▶ _Problem 1_:
Please decide whether each statement below agrees with the Nyx origin story, answering yes or no and quoting the words of the text that settle it: (a) The writer used Go mainly for web backend software. (b) The writer first used Matlab under a paid commercial license. (c) At the thesis defense, the writer said the toolkit should be rewritten in Python.
▶ _Problem 2_:
Gather every line of the records that contains the word "holding". Case counts.

Nyx version 1.0

Nyx

Origin story

I joined the University of Colorado at Boulder (CU Boulder) after 4.5 years in the space and software industry. I’d learned from the Go programming language about a year before I joined CU when I was working at Sparrho. I used it mainly to write web backend software, specifically a tool called gofetch: it would using AWS S3 as an index and storing mechanism to download twenty-two thousand pieces of content on a daily basis in about six minutes: that was a huge improvement on what we were using at the time. As I was learning Go, a coworker recommended I check out Rust – which I did but not enough to start learning it.

Anyway, at CU, I had to code up a bunch of introductory astrodynamic software. I initially used Matlab with a free academic license and the professors would give us some sample code. I’ve known Python since 2005/2006, and wrote it as a job for years, so I switched my code to that. Astrodynamics requires a lot of linear algebra (matrix operations): Python isn’t well suited for this. Instead, folks tend to use numpy. I quite dislike the syntax of numpy, so I was seeking an alternative. I knew Go and I didn’t have much time to code up something that worked. Hence, the quasi-totality of my CU work was done in my space mission design (smd) toolkit.

I learned a couple of things from this.

  1. Go is really not well suited for scientific computing (bad vector and matrix math libraries with runtime dimension panics – they ever trigged, lots of silent math errors);
  2. Go requires (required?) external libraries to compile the linear algebra stuff, and that was a pain when I had to deploy code on the Google Compute Engine for my thesis;
  3. No good plotting tools.

One of the last sentences of my Master’s thesis defense was that I learned Go was not well suited for scientific work and I wanted to rewrite the toolkit in Rust.

Initial developments

I had decided I really wanted to learn Rust and sought a project which would help me learn. My usual approach is to convert a problem I’d already solved before into this new language I want to learn.

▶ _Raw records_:
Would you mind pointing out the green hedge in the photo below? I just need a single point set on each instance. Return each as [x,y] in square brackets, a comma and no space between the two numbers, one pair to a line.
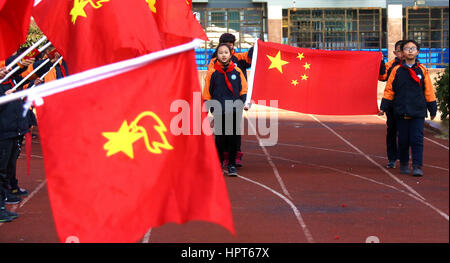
[442,93]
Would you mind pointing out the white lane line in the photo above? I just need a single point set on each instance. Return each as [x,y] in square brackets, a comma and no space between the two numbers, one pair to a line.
[146,238]
[435,142]
[346,152]
[426,138]
[370,159]
[269,160]
[24,201]
[297,213]
[441,213]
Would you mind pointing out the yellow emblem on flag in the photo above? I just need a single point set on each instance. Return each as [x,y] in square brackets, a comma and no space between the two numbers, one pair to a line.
[277,62]
[78,8]
[151,5]
[127,135]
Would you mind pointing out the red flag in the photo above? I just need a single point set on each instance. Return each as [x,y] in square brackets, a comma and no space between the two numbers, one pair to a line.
[14,22]
[93,33]
[317,81]
[113,167]
[175,18]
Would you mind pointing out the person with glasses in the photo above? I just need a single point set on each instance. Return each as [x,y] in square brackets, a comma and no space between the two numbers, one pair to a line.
[391,130]
[409,92]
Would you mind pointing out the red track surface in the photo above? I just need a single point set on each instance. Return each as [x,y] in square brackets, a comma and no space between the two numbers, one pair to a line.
[323,182]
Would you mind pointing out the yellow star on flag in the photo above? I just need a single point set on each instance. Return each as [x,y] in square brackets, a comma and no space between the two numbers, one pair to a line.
[78,9]
[277,62]
[121,141]
[151,4]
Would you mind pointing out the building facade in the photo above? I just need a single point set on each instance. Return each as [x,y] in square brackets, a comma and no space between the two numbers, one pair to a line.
[373,25]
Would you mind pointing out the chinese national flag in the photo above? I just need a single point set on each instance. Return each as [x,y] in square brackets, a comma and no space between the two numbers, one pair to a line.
[14,22]
[175,18]
[317,81]
[89,34]
[113,167]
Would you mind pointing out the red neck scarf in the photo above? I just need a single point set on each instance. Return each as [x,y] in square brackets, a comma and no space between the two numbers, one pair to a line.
[231,66]
[412,73]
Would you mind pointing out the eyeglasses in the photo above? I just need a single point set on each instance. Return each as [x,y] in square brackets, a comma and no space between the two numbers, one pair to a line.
[410,49]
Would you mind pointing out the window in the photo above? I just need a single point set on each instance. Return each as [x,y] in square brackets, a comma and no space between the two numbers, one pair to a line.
[429,27]
[343,29]
[246,24]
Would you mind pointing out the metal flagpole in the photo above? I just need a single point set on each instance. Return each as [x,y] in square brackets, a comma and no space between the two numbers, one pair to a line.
[17,67]
[10,65]
[96,74]
[31,74]
[251,78]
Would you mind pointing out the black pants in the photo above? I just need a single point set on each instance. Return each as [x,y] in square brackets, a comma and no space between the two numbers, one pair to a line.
[8,159]
[410,135]
[227,135]
[391,137]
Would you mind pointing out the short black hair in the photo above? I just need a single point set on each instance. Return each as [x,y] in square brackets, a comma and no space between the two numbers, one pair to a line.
[409,41]
[227,38]
[398,43]
[221,45]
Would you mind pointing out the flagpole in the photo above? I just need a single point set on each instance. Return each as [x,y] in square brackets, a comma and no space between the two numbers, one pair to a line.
[53,66]
[17,67]
[31,74]
[251,78]
[28,103]
[26,52]
[96,74]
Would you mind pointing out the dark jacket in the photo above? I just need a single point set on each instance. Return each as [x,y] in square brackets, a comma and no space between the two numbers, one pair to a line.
[388,69]
[215,87]
[242,60]
[407,96]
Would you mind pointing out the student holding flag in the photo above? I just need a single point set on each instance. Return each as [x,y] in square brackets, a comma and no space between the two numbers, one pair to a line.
[243,61]
[391,131]
[226,82]
[12,127]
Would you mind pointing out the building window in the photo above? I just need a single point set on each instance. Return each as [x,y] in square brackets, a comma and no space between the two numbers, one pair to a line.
[246,24]
[429,27]
[336,29]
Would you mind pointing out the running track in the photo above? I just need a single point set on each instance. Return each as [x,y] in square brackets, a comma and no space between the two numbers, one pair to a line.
[324,182]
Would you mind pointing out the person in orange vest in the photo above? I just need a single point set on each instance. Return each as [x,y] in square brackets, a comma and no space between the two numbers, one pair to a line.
[410,94]
[391,129]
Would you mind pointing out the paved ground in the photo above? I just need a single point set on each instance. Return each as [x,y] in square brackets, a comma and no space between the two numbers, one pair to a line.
[324,182]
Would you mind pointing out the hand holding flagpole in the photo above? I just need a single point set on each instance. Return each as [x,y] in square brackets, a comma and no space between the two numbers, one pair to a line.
[251,78]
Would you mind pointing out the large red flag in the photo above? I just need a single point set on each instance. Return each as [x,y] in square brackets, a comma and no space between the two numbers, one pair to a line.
[15,18]
[114,168]
[91,33]
[175,18]
[317,81]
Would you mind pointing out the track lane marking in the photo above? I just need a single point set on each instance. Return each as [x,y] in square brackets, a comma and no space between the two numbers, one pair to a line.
[441,213]
[368,158]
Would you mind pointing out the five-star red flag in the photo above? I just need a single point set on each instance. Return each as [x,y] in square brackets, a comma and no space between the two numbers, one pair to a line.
[176,21]
[113,167]
[93,33]
[317,81]
[15,18]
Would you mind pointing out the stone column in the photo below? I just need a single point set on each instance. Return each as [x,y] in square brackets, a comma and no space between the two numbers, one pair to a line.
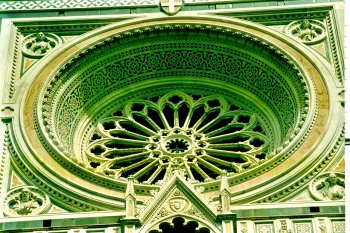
[129,223]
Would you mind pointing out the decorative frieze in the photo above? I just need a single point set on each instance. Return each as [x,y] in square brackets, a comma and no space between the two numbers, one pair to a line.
[328,186]
[307,31]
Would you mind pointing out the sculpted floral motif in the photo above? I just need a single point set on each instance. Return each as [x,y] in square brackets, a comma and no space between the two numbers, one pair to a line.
[38,45]
[201,135]
[25,201]
[328,186]
[307,31]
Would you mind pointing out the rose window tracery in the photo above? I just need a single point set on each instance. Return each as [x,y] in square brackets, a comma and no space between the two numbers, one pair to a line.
[202,135]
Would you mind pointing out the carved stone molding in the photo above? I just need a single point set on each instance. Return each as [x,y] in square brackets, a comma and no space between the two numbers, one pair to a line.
[26,200]
[307,31]
[329,186]
[39,44]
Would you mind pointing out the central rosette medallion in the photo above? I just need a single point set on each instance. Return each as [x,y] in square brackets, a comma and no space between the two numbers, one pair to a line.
[202,135]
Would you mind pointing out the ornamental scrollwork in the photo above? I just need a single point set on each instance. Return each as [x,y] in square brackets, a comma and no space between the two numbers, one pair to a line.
[197,134]
[178,225]
[328,186]
[26,200]
[39,44]
[307,31]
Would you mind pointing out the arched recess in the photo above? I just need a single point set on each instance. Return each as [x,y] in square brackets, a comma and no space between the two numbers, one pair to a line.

▶ _Worked solution 1_:
(a) Yes: "I used it mainly to write web backend software"
(b) No: "I initially used Matlab with a free academic license"
(c) No: "I wanted to rewrite the toolkit in Rust"

▶ _Worked solution 2_:
Would you mind pointing out the student holding flag in the photo above? I just need a single point set on each instance. Return each as [x,y] in square brackets, a comma and no space between the two numbers, one pair to a line.
Would you mind pointing out the hand holding flagpole in the photo above? I just need a single point set on each instance. Return each as [x,y] in square brackets, a comma and no space between the two numbers, one pair to a line.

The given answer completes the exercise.